### [DIRECTIONS FOR THIS TASK]
Filter the entries beneath this task, copying only the lines that hold the word "insurance".

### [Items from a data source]
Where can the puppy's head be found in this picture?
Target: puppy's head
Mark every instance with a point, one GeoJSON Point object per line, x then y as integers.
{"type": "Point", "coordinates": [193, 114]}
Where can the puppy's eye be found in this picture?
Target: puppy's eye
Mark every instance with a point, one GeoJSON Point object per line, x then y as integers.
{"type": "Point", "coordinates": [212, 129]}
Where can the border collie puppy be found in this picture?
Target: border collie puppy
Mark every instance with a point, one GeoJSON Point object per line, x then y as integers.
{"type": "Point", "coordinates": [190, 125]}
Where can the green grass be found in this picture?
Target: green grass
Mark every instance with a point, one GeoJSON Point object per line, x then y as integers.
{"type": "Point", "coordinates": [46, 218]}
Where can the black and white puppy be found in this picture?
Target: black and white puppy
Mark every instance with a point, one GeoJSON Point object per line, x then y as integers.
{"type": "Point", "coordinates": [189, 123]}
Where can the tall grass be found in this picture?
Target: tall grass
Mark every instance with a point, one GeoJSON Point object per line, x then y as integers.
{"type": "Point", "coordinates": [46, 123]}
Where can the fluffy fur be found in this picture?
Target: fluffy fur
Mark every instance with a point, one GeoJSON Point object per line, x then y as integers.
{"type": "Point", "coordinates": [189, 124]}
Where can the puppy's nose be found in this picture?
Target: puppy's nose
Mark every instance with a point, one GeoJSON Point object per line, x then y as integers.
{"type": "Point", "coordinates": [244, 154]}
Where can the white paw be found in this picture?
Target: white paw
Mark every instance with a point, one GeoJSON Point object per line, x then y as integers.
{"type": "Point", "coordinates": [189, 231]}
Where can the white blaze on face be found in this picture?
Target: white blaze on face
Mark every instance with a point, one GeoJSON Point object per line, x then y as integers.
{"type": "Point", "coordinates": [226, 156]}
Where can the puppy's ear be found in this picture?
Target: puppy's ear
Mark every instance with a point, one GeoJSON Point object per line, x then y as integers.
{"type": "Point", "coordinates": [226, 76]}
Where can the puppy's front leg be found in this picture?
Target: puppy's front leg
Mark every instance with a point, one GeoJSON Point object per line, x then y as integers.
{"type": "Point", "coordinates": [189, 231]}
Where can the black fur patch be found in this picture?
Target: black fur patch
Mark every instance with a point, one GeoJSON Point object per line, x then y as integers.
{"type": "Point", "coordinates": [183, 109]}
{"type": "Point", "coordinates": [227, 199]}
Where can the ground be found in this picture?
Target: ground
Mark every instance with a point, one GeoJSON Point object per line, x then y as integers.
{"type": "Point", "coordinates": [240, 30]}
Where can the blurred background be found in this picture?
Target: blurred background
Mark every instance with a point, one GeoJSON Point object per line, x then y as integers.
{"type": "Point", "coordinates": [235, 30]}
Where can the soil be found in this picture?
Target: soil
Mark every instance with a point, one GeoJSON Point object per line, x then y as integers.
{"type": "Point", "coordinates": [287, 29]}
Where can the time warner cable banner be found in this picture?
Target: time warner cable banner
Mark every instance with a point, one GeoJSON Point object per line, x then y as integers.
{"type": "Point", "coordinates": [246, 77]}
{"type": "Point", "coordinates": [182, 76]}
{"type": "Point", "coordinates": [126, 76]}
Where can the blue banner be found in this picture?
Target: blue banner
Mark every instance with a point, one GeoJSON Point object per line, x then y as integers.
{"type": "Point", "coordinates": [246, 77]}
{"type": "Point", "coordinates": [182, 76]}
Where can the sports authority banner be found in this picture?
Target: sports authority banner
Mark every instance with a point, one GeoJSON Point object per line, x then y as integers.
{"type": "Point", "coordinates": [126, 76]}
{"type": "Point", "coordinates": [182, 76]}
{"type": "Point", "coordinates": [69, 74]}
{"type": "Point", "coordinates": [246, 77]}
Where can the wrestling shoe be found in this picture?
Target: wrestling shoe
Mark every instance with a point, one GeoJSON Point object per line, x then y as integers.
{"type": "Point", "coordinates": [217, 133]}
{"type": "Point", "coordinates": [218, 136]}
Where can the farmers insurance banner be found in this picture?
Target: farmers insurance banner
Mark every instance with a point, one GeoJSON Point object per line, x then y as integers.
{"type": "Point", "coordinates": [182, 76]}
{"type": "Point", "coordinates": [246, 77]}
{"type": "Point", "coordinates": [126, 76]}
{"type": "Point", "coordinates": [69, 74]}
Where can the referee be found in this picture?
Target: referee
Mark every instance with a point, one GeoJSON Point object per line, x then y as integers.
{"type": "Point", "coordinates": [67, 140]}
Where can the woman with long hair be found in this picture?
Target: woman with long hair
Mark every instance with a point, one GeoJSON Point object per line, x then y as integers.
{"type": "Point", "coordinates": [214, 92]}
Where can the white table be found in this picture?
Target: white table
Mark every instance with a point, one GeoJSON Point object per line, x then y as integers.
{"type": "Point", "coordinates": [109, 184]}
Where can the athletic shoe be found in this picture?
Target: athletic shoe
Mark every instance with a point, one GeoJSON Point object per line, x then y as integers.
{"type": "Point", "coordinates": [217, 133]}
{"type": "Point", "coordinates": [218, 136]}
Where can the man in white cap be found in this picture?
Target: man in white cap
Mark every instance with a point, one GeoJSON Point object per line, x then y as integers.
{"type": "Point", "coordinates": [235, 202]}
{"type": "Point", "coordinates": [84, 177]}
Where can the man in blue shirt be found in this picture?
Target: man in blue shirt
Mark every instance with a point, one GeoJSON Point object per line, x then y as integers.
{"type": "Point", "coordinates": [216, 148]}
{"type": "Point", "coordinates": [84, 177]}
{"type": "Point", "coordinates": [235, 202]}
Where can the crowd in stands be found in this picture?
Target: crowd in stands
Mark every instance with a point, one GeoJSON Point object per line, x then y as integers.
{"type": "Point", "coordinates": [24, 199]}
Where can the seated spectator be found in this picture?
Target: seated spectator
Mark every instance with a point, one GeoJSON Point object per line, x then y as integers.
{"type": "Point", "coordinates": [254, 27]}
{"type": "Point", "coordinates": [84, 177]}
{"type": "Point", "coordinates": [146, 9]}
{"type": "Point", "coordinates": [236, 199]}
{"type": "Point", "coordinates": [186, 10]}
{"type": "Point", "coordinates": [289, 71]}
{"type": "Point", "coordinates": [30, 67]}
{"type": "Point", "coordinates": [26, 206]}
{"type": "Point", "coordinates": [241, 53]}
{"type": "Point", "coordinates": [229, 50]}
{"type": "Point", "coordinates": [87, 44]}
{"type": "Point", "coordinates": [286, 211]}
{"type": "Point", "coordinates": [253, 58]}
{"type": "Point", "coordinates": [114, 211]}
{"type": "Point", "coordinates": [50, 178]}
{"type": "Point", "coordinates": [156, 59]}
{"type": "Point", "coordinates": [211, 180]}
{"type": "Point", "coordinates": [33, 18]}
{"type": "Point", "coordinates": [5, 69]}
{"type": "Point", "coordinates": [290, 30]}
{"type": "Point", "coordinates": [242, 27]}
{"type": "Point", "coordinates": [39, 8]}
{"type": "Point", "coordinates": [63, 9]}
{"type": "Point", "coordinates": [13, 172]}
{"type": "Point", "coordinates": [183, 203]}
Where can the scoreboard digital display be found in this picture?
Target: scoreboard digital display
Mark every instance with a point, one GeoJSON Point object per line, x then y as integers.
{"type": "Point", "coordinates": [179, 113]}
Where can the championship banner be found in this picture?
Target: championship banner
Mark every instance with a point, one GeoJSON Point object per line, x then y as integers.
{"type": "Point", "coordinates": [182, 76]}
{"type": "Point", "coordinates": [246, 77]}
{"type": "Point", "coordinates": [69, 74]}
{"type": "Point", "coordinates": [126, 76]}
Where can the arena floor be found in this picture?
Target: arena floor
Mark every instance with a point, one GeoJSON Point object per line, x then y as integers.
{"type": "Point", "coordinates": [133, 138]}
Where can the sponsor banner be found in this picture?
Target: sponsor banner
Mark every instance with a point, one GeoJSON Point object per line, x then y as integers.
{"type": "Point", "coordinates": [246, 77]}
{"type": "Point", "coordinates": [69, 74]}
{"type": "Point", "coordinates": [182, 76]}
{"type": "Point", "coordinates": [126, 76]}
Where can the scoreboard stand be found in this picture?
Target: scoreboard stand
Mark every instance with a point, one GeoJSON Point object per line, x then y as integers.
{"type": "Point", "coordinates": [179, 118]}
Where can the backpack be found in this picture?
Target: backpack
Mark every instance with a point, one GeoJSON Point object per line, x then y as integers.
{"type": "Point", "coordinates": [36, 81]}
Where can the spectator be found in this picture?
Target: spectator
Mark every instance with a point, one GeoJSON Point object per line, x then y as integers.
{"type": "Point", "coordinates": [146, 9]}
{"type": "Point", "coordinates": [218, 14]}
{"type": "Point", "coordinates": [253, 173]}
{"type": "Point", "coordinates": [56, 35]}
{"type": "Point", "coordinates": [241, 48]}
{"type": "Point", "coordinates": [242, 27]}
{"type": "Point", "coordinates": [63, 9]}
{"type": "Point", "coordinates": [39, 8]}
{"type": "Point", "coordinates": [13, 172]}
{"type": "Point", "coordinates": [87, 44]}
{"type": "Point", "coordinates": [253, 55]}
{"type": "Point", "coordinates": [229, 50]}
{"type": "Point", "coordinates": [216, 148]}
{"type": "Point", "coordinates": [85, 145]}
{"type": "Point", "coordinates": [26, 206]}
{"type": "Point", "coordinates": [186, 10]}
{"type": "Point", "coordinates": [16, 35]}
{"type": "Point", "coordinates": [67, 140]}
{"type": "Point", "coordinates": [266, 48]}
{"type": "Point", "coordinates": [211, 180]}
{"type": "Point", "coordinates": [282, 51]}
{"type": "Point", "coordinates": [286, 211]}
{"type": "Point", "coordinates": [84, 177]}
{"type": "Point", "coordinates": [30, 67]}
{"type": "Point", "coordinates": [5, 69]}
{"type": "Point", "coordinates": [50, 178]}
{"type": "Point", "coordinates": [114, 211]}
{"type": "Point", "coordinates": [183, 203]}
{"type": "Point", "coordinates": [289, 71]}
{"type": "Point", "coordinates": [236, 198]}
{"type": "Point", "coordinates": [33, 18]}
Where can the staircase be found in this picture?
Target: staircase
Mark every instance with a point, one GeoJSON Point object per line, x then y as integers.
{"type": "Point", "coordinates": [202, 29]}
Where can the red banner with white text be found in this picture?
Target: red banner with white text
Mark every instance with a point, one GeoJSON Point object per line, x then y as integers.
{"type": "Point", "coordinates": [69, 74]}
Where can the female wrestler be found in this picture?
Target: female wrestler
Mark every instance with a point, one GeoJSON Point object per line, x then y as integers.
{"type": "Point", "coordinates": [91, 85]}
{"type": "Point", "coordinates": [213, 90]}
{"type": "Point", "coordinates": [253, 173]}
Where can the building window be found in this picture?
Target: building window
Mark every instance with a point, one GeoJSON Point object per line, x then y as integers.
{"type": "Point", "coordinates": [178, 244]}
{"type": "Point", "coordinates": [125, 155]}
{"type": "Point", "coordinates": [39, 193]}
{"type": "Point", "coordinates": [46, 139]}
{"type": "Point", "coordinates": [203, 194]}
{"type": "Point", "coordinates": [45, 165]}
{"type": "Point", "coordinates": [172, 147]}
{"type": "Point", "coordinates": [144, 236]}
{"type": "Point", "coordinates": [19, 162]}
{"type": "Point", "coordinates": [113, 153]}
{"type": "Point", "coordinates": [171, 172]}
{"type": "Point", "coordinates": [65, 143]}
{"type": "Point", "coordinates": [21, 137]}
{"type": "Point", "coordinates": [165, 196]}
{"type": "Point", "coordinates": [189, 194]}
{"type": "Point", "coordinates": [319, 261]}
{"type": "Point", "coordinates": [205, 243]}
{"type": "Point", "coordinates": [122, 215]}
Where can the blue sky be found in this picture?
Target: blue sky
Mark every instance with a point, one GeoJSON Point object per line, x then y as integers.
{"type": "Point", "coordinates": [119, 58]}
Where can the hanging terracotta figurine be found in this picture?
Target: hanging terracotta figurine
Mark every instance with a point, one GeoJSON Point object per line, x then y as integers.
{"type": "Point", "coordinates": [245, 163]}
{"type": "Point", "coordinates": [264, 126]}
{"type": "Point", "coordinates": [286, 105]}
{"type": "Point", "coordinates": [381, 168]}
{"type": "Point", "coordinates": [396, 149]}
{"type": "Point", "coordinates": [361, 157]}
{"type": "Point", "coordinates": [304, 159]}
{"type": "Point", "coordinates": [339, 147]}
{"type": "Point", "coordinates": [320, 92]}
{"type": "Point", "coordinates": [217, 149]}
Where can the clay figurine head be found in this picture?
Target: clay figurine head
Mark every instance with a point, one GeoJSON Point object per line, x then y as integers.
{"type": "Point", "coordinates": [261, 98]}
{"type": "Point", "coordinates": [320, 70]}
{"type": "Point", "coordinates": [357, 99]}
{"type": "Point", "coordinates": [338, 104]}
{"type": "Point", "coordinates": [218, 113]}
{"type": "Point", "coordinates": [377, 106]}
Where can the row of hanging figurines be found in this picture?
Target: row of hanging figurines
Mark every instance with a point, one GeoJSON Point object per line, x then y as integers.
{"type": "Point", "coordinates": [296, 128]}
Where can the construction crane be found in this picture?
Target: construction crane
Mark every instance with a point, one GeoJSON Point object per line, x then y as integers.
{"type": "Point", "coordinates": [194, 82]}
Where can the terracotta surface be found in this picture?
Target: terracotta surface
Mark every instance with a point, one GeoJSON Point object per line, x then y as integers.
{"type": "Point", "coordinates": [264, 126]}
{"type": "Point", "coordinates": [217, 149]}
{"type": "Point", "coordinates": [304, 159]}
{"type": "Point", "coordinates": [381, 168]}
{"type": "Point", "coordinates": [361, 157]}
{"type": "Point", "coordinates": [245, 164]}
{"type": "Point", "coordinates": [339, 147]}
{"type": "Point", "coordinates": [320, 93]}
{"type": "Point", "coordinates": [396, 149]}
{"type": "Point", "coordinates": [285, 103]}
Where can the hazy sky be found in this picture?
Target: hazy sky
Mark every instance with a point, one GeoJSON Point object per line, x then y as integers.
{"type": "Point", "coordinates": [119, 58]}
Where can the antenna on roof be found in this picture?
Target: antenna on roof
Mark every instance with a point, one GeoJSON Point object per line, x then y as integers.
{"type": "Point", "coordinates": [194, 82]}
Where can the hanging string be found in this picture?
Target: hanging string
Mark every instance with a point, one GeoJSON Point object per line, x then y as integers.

### [WRITTEN ANSWER]
Where can the farmers insurance banner be found in this picture?
Target: farmers insurance banner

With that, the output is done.